▶ **Brief**
Output every line of the data below as a JSON list of strings, one string per line, leaving out blank lines.

▶ **Supplied information**
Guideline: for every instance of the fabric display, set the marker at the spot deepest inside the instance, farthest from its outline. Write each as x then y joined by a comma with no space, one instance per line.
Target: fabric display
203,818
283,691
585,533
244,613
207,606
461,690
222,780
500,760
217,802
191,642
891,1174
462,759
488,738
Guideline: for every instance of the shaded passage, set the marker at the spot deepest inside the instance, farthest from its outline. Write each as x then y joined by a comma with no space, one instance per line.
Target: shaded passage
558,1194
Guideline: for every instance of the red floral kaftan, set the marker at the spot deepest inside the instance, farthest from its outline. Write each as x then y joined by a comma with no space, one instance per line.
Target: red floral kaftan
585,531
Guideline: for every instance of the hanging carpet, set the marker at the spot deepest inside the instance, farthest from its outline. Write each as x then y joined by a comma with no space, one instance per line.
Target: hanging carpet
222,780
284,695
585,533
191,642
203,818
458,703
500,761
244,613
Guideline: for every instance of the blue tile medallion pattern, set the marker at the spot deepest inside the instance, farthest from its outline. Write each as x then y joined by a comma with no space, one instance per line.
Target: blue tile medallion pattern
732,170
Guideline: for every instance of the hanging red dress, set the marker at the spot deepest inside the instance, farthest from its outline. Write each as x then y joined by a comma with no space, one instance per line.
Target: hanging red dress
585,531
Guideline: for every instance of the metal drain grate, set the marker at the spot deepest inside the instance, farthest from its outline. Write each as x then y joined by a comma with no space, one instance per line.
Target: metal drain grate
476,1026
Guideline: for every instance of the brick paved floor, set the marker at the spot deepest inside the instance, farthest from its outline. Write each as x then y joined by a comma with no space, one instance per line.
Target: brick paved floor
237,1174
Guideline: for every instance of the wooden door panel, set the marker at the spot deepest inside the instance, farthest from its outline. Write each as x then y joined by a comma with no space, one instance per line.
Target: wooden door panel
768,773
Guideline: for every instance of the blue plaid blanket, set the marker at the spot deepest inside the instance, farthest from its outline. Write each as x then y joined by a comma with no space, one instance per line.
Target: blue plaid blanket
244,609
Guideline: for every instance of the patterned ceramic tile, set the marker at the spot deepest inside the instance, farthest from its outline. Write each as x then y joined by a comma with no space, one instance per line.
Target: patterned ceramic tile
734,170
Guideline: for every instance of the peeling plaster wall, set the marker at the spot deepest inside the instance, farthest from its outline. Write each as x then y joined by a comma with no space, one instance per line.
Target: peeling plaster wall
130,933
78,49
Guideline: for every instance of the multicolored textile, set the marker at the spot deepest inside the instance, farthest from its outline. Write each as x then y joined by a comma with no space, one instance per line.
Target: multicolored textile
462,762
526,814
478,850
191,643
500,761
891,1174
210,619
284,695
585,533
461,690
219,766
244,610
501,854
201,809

▶ **Solution to this exercise**
[
  "Guideline: for every instance of the fabric display, set the marker at the spot deepest inside the instance, farthest from its outline. Write each as x then y joined by a comma with no space, one instance per line.",
  "Target: fabric display",
  "203,818",
  "283,691",
  "585,533",
  "244,613",
  "207,606",
  "461,690",
  "222,780",
  "500,760",
  "217,802",
  "191,642",
  "891,1174",
  "462,759",
  "488,738",
  "Guideline: for every instance of the shaded passage, set the marker at the spot deepest inside the instance, farthest from its outline. Write each as x then y joined by a comma with no space, one instance per line.",
  "Target: shaded passage",
  "558,1194",
  "Guideline: for every instance of the red floral kaftan, set the marker at the spot deepest inside the instance, farthest from its outline. Write each as x then y joined by a comma with no space, one instance per line.",
  "Target: red floral kaftan",
  "585,531",
  "Guideline: for every instance of the hanging carpet, set the marker at the spot deepest inside the instance, farthest from its outline. Write each as x then y joined by a comma with no space, one instance per line.",
  "Target: hanging carpet",
  "222,780",
  "284,695",
  "585,533",
  "191,642",
  "203,818",
  "458,703",
  "500,761",
  "244,613",
  "Guideline: for every instance of the blue tile medallion pattern, set the marker at the spot deepest inside the instance, farthest from its outline. Write each as x then y joined by a comma with no space, one instance per line.",
  "Target: blue tile medallion pattern",
  "732,170",
  "Guideline: for every instance of the hanging red dress, set the marker at the spot deepest inside the instance, farthest from its outline. Write each as x then y joined by a comma with no space, one instance per line.",
  "Target: hanging red dress",
  "585,531",
  "Guideline: for every instance of the metal drain grate, set the marker at the spot deepest inside the instance, farthest from its outline. Write each as x then y joined by a comma with no space, one instance per line.",
  "Target: metal drain grate",
  "476,1026",
  "Guideline: for every instance of the brick paved floor, set the marker at the spot deepest inside the instance, farthest from its outline. Write each as x then y joined by a comma with no space, one instance per line.",
  "Target: brick paved floor",
  "237,1174",
  "Guideline: for every instance of the wooden door panel, set the marker at the spot deepest inside the instance, farthest from its outline. Write each as x then y joined by a comma with no space, one instance per line.",
  "Target: wooden door panel",
  "768,773",
  "Guideline: for every instance of the blue plaid blanket, set the marker at the spot deepest inside the instance, farthest from its outline. Write each as x then y joined by a comma with no space, one instance per line.",
  "Target: blue plaid blanket",
  "244,609",
  "Guideline: for every instance of the patterned ceramic tile, set the marker at the spot deepest inside the instance, farthest from its outline. Write each as x then y joined by a comma with no space, one instance per line.",
  "Target: patterned ceramic tile",
  "734,170",
  "Guideline: for every instance of the peeling plaster wall, set the marker at the spot deepest inside the instance, farthest from its outline. Write each as x then y joined by a comma with no space, one instance per line.",
  "Target: peeling plaster wall",
  "130,933",
  "78,49",
  "Guideline: for every instance of the multicolored textile, set the marker at the spot deepest inside the instance, farthest from its outline. Write each as x then y joined by a comma with no space, one instance per line.",
  "Target: multicolored textile",
  "462,762",
  "526,814",
  "478,850",
  "191,643",
  "500,761",
  "891,1174",
  "210,619",
  "284,695",
  "585,533",
  "461,690",
  "219,766",
  "244,610",
  "501,854",
  "201,809"
]